* **Task input**
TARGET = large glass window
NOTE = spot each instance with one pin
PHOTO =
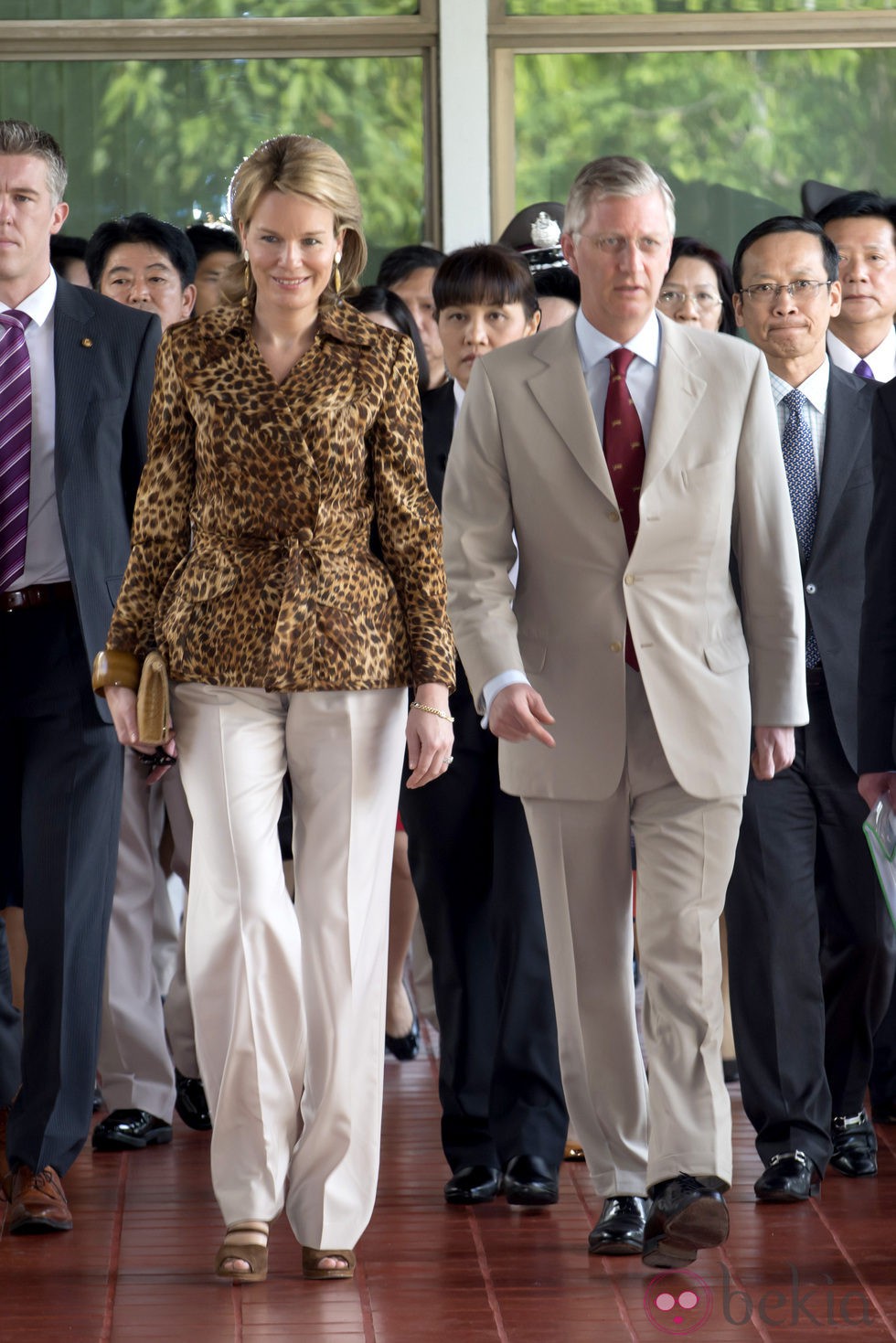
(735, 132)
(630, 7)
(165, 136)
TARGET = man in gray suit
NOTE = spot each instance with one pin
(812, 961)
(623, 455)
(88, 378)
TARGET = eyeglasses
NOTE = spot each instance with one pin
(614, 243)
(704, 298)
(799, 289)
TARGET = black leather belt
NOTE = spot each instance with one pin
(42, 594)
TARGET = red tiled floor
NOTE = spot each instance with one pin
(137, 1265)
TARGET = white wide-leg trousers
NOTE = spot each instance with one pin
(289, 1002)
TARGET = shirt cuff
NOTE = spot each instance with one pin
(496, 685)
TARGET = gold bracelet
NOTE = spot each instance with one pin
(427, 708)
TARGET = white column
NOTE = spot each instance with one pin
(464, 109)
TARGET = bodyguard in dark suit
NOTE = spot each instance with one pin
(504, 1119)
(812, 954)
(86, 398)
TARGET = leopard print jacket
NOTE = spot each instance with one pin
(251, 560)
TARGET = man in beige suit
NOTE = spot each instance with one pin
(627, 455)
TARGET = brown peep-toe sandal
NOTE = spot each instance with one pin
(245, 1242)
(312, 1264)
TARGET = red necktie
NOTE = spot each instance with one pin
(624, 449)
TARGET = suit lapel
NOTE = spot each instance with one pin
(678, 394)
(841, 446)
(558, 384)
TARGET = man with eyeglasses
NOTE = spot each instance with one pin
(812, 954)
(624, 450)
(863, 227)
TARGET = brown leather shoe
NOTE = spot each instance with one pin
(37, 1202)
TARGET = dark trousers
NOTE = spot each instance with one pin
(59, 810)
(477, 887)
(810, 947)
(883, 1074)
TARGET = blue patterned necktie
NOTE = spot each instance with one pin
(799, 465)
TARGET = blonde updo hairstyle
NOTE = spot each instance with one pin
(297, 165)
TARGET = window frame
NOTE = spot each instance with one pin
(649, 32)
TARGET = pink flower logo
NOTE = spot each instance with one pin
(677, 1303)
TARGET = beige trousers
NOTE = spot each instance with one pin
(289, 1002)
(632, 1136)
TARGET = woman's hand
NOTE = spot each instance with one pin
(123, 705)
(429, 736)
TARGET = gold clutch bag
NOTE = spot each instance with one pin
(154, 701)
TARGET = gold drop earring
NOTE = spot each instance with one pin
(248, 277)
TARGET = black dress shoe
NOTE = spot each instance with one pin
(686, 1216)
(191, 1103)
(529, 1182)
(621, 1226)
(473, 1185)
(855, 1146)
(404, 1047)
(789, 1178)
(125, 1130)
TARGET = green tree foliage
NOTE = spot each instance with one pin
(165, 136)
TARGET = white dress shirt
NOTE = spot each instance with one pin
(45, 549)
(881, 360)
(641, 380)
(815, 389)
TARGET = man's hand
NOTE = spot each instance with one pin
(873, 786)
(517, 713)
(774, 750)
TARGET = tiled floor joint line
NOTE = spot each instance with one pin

* **Instructions for the task**
Return the lines unchanged, from the line containing "TARGET = tiled floor joint line" through the last line of the records.

* **Solution to this task**
TARGET = tiled floor joint line
NOTE = spot each instance with one pin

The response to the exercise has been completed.